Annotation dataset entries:
┄┄┄┄┄┄┄┄┄┄┄┄┄┄┄┄┄┄┄┄

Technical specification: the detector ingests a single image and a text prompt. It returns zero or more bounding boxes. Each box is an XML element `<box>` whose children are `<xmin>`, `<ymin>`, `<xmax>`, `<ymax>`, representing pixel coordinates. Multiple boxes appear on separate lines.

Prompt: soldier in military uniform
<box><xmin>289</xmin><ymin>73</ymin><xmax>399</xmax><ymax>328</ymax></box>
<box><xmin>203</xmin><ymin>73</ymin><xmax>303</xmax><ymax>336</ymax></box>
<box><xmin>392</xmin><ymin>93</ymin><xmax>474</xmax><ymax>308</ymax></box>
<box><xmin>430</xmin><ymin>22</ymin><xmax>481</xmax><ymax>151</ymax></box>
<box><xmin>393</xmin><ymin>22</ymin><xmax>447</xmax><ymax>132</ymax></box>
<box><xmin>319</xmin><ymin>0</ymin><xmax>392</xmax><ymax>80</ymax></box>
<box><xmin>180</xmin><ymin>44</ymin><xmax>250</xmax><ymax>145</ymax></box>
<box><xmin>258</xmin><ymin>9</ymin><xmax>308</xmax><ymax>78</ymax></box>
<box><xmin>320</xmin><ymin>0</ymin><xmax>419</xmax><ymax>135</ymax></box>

┄┄┄┄┄┄┄┄┄┄┄┄┄┄┄┄┄┄┄┄

**Given task:** Copy the listing above line for line, without changing anything.

**The result:**
Technical specification: the detector ingests a single image and a text prompt. It returns zero or more bounding boxes. Each box is an XML element `<box>` whose children are `<xmin>`, `<ymin>`, `<xmax>`, `<ymax>`, representing pixel coordinates. Multiple boxes appear on separate lines.

Prompt: soldier in military uniform
<box><xmin>289</xmin><ymin>73</ymin><xmax>399</xmax><ymax>328</ymax></box>
<box><xmin>203</xmin><ymin>73</ymin><xmax>303</xmax><ymax>336</ymax></box>
<box><xmin>392</xmin><ymin>93</ymin><xmax>474</xmax><ymax>308</ymax></box>
<box><xmin>430</xmin><ymin>22</ymin><xmax>481</xmax><ymax>151</ymax></box>
<box><xmin>393</xmin><ymin>22</ymin><xmax>447</xmax><ymax>132</ymax></box>
<box><xmin>319</xmin><ymin>0</ymin><xmax>392</xmax><ymax>80</ymax></box>
<box><xmin>180</xmin><ymin>44</ymin><xmax>250</xmax><ymax>145</ymax></box>
<box><xmin>258</xmin><ymin>9</ymin><xmax>308</xmax><ymax>78</ymax></box>
<box><xmin>320</xmin><ymin>0</ymin><xmax>419</xmax><ymax>135</ymax></box>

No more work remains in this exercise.